Stored records
====================

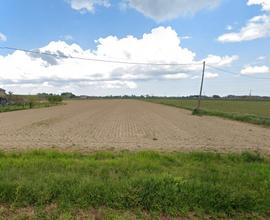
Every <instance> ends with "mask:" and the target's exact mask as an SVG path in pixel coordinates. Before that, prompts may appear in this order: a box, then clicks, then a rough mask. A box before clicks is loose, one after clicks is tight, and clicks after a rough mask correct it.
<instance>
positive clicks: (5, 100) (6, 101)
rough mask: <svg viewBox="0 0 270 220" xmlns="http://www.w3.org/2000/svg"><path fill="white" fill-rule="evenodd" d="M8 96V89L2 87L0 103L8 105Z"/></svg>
mask: <svg viewBox="0 0 270 220" xmlns="http://www.w3.org/2000/svg"><path fill="white" fill-rule="evenodd" d="M5 97H6V90H4V89H1V88H0V105H6V104H7V102H8V101H7V99H6V98H5Z"/></svg>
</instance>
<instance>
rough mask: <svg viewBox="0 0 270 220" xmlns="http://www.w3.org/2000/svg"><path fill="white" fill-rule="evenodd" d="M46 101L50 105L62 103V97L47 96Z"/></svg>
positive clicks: (49, 95)
mask: <svg viewBox="0 0 270 220" xmlns="http://www.w3.org/2000/svg"><path fill="white" fill-rule="evenodd" d="M48 101H49V102H50V103H53V104H55V103H60V102H62V101H63V97H62V96H60V95H49V96H48Z"/></svg>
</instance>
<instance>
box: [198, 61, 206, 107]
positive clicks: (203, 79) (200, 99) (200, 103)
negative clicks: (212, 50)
mask: <svg viewBox="0 0 270 220" xmlns="http://www.w3.org/2000/svg"><path fill="white" fill-rule="evenodd" d="M204 73H205V61H203V71H202V81H201V89H200V95H199V98H198V105H197V108H196V109H197V110H199V109H200V107H201V99H202V90H203V81H204Z"/></svg>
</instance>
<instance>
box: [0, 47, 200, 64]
mask: <svg viewBox="0 0 270 220" xmlns="http://www.w3.org/2000/svg"><path fill="white" fill-rule="evenodd" d="M0 49H3V50H13V51H23V52H26V53H32V54H38V55H46V56H53V57H55V58H58V59H62V58H63V59H78V60H85V61H93V62H104V63H117V64H128V65H150V66H191V65H202V64H201V63H198V62H197V63H144V62H131V61H120V60H105V59H95V58H85V57H77V56H65V55H60V54H52V53H47V52H40V51H33V50H26V49H21V48H15V47H0Z"/></svg>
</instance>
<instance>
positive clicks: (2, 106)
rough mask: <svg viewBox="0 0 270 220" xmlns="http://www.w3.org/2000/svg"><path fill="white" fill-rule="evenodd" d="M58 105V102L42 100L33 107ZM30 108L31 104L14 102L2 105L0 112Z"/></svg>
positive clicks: (48, 106) (22, 109) (26, 109)
mask: <svg viewBox="0 0 270 220" xmlns="http://www.w3.org/2000/svg"><path fill="white" fill-rule="evenodd" d="M55 105H58V104H57V103H55V104H54V103H49V102H42V103H36V104H35V105H34V106H33V107H32V108H47V107H51V106H55ZM27 109H30V105H29V104H14V105H4V106H1V105H0V113H1V112H11V111H19V110H27Z"/></svg>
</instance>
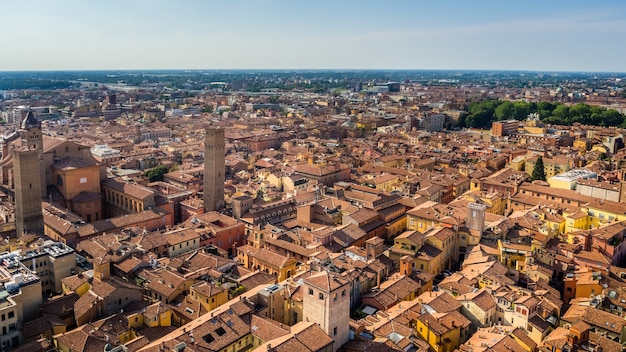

====================

Each record should be written out again exactly, though without its pictures.

-- Result --
Every <instance> ends with "mask:" and the target's exact mask as an SVG path in pixel coordinates. Before that, prompts may appear in this order: a box, then clicks, then a rough mask. A box before clicks is loose, one after clicks is tight, and clicks after a rough mask correct it.
<instance>
positive clicks: (5, 100) (6, 101)
rough mask: <svg viewBox="0 0 270 220" xmlns="http://www.w3.org/2000/svg"><path fill="white" fill-rule="evenodd" d="M8 96V89L2 87L0 103L8 105Z"/></svg>
mask: <svg viewBox="0 0 270 220" xmlns="http://www.w3.org/2000/svg"><path fill="white" fill-rule="evenodd" d="M5 97H6V90H4V89H1V88H0V105H6V104H7V102H8V101H7V99H6V98H5Z"/></svg>
</instance>
<instance>
rough mask: <svg viewBox="0 0 270 220" xmlns="http://www.w3.org/2000/svg"><path fill="white" fill-rule="evenodd" d="M46 101L50 105L62 103V97L47 96Z"/></svg>
positive clicks: (49, 95)
mask: <svg viewBox="0 0 270 220" xmlns="http://www.w3.org/2000/svg"><path fill="white" fill-rule="evenodd" d="M48 101H49V102H50V103H53V104H55V103H60V102H62V101H63V97H62V96H60V95H49V96H48Z"/></svg>
</instance>
<instance>
box: [198, 61, 206, 107]
positive clicks: (203, 79) (200, 99) (200, 103)
negative clicks: (212, 50)
mask: <svg viewBox="0 0 270 220" xmlns="http://www.w3.org/2000/svg"><path fill="white" fill-rule="evenodd" d="M204 73H205V61H203V71H202V81H201V89H200V95H199V98H198V105H197V108H196V109H197V110H199V109H200V107H201V99H202V90H203V81H204Z"/></svg>
</instance>
<instance>
box: [0, 47, 200, 64]
mask: <svg viewBox="0 0 270 220" xmlns="http://www.w3.org/2000/svg"><path fill="white" fill-rule="evenodd" d="M0 49H3V50H13V51H23V52H26V53H32V54H38V55H46V56H53V57H55V58H58V59H62V58H63V59H78V60H85V61H93V62H104V63H117V64H128V65H150V66H191V65H202V64H201V63H198V62H197V63H144V62H131V61H120V60H105V59H95V58H85V57H77V56H65V55H60V54H52V53H47V52H40V51H33V50H26V49H21V48H15V47H0Z"/></svg>
</instance>
<instance>
positive clicks: (2, 106)
rough mask: <svg viewBox="0 0 270 220" xmlns="http://www.w3.org/2000/svg"><path fill="white" fill-rule="evenodd" d="M58 105V102L42 100L33 107ZM30 108L31 104L14 102L2 105L0 112Z"/></svg>
positive clicks: (48, 106) (22, 109) (26, 109)
mask: <svg viewBox="0 0 270 220" xmlns="http://www.w3.org/2000/svg"><path fill="white" fill-rule="evenodd" d="M55 105H58V104H57V103H55V104H54V103H49V102H42V103H36V104H35V105H34V106H33V107H32V108H47V107H51V106H55ZM27 109H30V105H29V104H14V105H4V106H1V105H0V113H1V112H11V111H19V110H27Z"/></svg>
</instance>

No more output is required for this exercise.